### Problem details
Repeat the lines beginning at the one with "Expected: one point per instance of the gray" and running to the end of the material, keeping the first and last of them, exactly as they appear.

------------

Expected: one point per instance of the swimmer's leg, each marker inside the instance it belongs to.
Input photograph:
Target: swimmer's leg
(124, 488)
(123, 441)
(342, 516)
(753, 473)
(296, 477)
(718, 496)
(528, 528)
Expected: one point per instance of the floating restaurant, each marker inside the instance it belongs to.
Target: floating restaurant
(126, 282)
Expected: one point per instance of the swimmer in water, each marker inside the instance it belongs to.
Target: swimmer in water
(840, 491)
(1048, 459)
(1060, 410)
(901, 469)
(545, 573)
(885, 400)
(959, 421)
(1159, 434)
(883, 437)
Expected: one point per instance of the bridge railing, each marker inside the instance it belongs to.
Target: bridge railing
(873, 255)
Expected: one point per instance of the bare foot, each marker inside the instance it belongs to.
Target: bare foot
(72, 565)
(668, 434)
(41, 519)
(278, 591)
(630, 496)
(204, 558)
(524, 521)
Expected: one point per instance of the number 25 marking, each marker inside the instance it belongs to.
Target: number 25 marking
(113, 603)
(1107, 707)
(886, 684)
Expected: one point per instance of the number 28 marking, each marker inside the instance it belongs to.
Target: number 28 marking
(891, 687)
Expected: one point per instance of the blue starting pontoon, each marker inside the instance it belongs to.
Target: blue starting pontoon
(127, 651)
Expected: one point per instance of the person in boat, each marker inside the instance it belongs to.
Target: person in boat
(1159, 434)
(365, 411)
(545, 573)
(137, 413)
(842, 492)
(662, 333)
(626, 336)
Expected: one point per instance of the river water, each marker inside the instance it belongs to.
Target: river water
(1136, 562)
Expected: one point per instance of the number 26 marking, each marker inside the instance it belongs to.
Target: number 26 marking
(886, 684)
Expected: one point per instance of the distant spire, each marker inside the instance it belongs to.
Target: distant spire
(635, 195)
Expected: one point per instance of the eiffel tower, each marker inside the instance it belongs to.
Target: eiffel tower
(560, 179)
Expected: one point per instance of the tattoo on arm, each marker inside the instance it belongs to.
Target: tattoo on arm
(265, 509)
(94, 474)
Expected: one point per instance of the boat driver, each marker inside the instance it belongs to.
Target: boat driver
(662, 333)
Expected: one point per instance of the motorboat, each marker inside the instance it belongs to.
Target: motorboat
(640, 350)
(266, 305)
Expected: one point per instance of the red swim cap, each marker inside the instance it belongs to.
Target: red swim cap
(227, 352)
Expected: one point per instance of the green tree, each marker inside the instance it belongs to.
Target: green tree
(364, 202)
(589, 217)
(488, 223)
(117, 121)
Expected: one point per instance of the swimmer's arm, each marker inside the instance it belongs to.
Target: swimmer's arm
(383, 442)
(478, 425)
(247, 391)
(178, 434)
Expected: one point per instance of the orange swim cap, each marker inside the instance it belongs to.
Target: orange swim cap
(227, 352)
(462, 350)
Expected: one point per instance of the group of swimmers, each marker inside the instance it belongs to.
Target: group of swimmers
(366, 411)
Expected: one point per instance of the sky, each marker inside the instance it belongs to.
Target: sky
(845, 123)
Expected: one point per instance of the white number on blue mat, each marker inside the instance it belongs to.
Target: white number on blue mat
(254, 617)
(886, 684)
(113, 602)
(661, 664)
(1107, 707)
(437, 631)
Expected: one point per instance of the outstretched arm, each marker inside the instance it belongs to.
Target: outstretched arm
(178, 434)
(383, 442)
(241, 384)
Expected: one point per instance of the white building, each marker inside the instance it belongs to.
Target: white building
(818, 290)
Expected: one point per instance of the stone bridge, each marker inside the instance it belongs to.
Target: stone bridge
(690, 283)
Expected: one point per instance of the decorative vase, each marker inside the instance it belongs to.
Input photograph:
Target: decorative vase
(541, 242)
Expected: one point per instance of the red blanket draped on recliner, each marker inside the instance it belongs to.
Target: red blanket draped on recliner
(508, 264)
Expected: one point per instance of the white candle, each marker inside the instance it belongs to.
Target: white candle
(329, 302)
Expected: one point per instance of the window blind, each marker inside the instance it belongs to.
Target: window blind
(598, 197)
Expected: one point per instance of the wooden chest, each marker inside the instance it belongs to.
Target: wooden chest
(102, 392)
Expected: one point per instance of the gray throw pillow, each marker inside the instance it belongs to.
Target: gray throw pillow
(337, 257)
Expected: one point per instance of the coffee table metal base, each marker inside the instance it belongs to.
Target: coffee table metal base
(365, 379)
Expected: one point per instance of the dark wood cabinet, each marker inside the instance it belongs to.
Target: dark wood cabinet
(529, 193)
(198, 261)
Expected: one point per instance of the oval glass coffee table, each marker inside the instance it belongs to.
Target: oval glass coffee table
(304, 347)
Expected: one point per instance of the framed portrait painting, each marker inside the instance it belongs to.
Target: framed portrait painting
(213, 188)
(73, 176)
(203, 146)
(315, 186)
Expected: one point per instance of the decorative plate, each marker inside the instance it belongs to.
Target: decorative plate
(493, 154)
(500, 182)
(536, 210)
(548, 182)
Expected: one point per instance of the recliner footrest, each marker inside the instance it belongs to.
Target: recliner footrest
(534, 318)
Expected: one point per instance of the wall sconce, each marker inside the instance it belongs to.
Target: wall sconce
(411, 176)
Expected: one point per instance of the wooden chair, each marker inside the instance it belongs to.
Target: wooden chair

------------

### Problem solution
Expected: one point per instance of the gray throw pillow, each marker inside the instance it belongs to.
Target: gray throw pillow
(337, 257)
Expected: one point per instance of the coffee table metal base, each marker inside the instance it belongs to.
Target: coffee table metal base
(365, 379)
Expected: one point per instance of the dark wood cabinet, each marker inside the instance it belongs to.
Target: dark wood cabinet
(529, 193)
(198, 261)
Expected: one point per instance of the oval glass coffee table, each marker inside the instance it belongs to.
Target: oval glass coffee table
(304, 347)
Expected: one point per instance of the framed portrait painting, each marker inside the instance it belongs to.
Target: framed portrait painting
(213, 188)
(73, 176)
(203, 146)
(315, 186)
Expected: one point per instance of the decorative plate, each marker inside the instance it belongs to.
Target: decorative plate
(493, 154)
(500, 182)
(536, 210)
(548, 182)
Expected: one point per instance of the recliner footrest, each marker inside the instance it belongs to.
Target: recliner footrest
(534, 318)
Expected: one point per instance of the wall sconce, each marker inside the instance it belongs to.
Target: wall sconce
(411, 176)
Expected: one point per instance of the wooden chair, each marker inside the instance it belongs to.
Target: wooden chair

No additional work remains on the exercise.